BEGIN

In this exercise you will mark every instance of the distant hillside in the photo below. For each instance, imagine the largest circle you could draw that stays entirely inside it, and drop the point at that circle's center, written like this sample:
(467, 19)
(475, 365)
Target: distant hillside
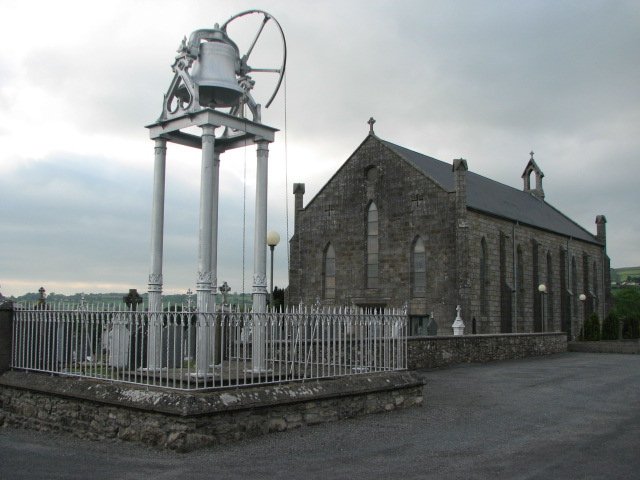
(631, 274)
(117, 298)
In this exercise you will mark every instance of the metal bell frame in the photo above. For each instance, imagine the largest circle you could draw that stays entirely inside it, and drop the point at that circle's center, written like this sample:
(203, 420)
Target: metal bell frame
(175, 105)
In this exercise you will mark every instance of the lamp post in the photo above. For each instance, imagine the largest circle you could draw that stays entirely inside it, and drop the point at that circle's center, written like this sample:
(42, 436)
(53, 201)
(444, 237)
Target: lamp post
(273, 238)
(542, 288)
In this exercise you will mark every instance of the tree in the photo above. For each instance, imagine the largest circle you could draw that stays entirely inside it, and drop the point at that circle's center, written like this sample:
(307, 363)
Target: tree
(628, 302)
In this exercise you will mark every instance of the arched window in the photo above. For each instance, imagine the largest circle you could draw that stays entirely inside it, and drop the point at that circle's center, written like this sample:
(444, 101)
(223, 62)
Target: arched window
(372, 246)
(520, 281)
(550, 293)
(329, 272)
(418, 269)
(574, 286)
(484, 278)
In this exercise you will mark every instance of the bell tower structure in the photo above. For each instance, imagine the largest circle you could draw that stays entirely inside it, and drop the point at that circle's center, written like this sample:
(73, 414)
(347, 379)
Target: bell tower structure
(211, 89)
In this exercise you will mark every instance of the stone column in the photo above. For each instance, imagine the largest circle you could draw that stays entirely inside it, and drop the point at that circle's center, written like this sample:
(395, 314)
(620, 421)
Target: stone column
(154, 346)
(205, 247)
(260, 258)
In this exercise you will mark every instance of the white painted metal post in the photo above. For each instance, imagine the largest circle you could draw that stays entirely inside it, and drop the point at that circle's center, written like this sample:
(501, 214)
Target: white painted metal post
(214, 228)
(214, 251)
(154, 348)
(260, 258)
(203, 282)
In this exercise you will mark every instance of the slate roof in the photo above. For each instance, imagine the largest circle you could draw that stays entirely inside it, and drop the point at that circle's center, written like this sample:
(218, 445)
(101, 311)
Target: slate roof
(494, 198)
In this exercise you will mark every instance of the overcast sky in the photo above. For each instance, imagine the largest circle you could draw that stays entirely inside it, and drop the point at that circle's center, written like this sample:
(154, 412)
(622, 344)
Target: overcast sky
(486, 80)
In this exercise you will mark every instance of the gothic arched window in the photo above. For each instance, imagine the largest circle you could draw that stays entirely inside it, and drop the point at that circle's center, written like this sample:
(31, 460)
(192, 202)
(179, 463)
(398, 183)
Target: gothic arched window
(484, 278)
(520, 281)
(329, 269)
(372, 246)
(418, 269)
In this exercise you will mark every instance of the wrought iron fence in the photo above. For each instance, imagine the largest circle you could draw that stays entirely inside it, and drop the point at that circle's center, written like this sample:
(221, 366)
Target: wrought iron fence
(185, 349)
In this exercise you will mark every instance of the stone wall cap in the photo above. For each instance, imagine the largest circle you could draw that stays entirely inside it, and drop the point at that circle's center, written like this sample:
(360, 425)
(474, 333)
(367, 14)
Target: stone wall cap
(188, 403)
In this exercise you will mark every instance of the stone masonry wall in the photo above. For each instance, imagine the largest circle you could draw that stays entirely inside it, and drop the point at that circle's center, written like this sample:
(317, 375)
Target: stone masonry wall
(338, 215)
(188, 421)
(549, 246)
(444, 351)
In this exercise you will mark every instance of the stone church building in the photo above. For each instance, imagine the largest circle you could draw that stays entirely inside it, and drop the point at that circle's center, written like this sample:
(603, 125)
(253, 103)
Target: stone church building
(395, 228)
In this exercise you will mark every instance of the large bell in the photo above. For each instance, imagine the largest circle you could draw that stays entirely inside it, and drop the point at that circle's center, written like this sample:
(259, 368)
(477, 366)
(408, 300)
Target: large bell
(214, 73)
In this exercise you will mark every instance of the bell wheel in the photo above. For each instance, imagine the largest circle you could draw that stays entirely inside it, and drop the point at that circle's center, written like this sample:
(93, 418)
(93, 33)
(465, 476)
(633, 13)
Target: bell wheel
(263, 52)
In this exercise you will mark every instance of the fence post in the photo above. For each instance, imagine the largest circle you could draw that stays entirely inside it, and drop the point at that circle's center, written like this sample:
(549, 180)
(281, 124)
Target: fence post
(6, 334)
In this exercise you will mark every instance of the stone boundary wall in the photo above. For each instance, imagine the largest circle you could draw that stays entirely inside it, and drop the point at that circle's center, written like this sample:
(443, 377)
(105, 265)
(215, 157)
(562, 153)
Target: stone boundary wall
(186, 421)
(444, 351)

END

Pictures in the records above should not be copied. Repeat everything else exactly.

In this exercise you will mark every instance of the distant hillside in the photo below. For each instance, imagine the largest circle you could draw that stays entirely inside it, and drop the point at that circle's center, written like this sample:
(467, 19)
(475, 365)
Target: distant hillside
(631, 274)
(117, 298)
In this exercise you will mark every instance of the metal bell frame in the photo above. For each instance, imagine the largest circle you could draw that stays entirely inside it, and drop the point at that circle's center, written like this sample:
(203, 420)
Target: metal bell frame
(175, 105)
In this exercise you will mark every instance of the lamp post in the photo above. For each instance, imagine the largest circle you could draw that stays entirely inside it, and drop the point at that circle's center, written like this sample:
(42, 436)
(53, 201)
(444, 237)
Target: lamp post
(273, 238)
(542, 288)
In this exercise you will mark every instance of the tree in the photo above. For each instance, imagine the largest circle you could draw that stays entirely inside it, and drop the point at that circle's center, written like this sample:
(307, 363)
Target: tree
(628, 302)
In this exercise you will mark every instance of the arched window in the photo above. For each instance, imagine the largest circle you could draw that stays entirely inside it, and drop the point at that circle's center, written like this sample:
(444, 101)
(223, 62)
Target: arched window
(372, 246)
(520, 281)
(550, 293)
(329, 272)
(418, 269)
(574, 286)
(484, 278)
In this exercise you will mark every instance of the bell tower structure in the photo above. For each instance, imagine the largest circle you could draw that stays entirely inside it, and drop the point at that circle's center, written like this sample:
(73, 414)
(347, 379)
Target: bell tower structure
(211, 89)
In this exercise you will mark every instance of the stone column in the photo above. For each instance, imagine the largest circle you could draw that stays entirely inside it, and drop the point at that circle's center, written like this sample:
(395, 314)
(620, 421)
Target: stone column
(154, 346)
(205, 247)
(260, 258)
In this exercise you will mark every instance of the white painted metal post in the photo above. For each instance, imagine the largest circle you could draw that stays entirely inside it, and drop the point at that circle's center, written like this sample:
(501, 214)
Target: white painted metal post
(214, 228)
(214, 251)
(154, 348)
(260, 258)
(203, 282)
In this exercise you will mark every instance of the slate roof in the photo above. For each instance, imagine the largest circle you could draw that stays entirely inside it, and drop the point at that circle's center, written like this sample:
(218, 445)
(101, 311)
Target: slate roof
(494, 198)
In this exercise you will mark every instance of the overcast sky in the photo above. For each instance, imagine the largest circle you could draw that stays entirely inside it, and drop the point at that circle's center, written like this sample:
(154, 412)
(622, 344)
Target: overcast sky
(486, 80)
In this exercise you will mark every instance of the gothic arched window in the photo above. For each instance, imagine the largest circle you could draw that stays entirely inside it, and drop the point at that circle's center, written like this sample:
(31, 460)
(192, 202)
(179, 463)
(398, 183)
Target: gothic arched window
(484, 278)
(520, 281)
(329, 269)
(372, 246)
(418, 269)
In this exercise you will mark every instance of the wrought iron fence in the photo above. For each instance, imagine the largest circle you could draw that stays entirely inside it, and drop the point at that circle's center, written like this sample:
(221, 366)
Target: wrought iron fence
(185, 349)
In this exercise you will mark every instance of the stone wall cap in the photo above. For each instance, imagine the largest circle you could draw that stays entirely inside it, and drop the point at that circle's center, written like this sample:
(360, 425)
(474, 333)
(367, 14)
Target: stone wall cap
(188, 403)
In this exercise you will mark every instance of the stone masonry wall in the photo above. For each instance, imagine the largest circle you could draw that stays entirely inside it, and drop the point at that circle's center, written like this sample:
(317, 375)
Target: stone masonry wall
(338, 215)
(188, 421)
(549, 246)
(444, 351)
In this exercise you will mark every instance of the stone church building in the photo above. For each instance, imagine the largest circle you could draw that stays entirely inside it, and drop the point at that circle's center, written like this sample:
(603, 125)
(253, 103)
Target: stone church building
(395, 228)
In this exercise you will mark every instance of the large bell in the photo above. For each instance, imagine the largest circle you could draw that stays entirely inside it, and drop the point at that circle's center, written like this sample:
(259, 368)
(477, 366)
(408, 300)
Target: large bell
(214, 73)
In this exercise you will mark every instance of the bell wheel in the photo above. For each instance, imagine the largest circle you could draw that stays entirely inside it, and drop the point at that circle's center, written like this sample:
(93, 418)
(93, 33)
(465, 476)
(633, 13)
Target: bell wheel
(263, 52)
In this exercise you will mark every instance of the fence post in the photo above. For each instance, imagine the largest circle you could draw that stays entirely inside it, and drop the point at that circle's center, written like this sample:
(549, 180)
(281, 124)
Target: fence post
(6, 334)
In this exercise you will mark every instance of the stone boundary wall in the photo above. For each instance, imagine the largest circle you could draw that stays entirely inside it, and drop the point at that circle's center, written like this sample:
(443, 377)
(105, 265)
(215, 157)
(562, 153)
Target: stone boundary wall
(186, 421)
(444, 351)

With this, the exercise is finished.